[Brief]
Please return every line of the records that contains the word "birdcage".

[Supplied material]
* * * * * * * * *

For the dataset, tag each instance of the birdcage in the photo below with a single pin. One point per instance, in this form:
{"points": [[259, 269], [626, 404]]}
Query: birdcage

* * * * * * * * *

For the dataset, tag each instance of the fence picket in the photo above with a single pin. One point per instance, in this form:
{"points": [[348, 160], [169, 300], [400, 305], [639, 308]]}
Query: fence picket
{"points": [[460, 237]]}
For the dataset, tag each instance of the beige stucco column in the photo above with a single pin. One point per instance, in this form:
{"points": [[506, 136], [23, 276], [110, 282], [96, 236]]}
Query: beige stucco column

* * * * * * * * *

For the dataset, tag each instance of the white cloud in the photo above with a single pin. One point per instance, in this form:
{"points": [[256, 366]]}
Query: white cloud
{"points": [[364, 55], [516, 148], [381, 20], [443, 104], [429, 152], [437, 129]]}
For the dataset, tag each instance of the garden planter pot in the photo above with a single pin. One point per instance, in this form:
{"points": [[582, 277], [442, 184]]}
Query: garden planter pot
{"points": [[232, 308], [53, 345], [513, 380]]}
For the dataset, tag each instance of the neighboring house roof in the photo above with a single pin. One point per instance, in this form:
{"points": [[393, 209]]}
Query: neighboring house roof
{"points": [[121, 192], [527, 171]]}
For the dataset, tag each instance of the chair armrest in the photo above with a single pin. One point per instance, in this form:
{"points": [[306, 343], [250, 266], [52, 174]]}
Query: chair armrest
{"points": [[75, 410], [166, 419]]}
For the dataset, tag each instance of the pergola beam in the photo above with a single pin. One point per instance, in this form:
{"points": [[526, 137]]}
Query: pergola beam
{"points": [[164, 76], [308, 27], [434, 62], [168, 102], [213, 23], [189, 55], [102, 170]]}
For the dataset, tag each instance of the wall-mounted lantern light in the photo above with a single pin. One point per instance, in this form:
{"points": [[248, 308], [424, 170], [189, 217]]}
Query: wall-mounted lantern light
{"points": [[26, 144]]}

* * * * * * * * *

[Answer area]
For the dataset, tag each instance of the birdcage in the photo below with a single pin. One point per instance, in this form:
Query: birdcage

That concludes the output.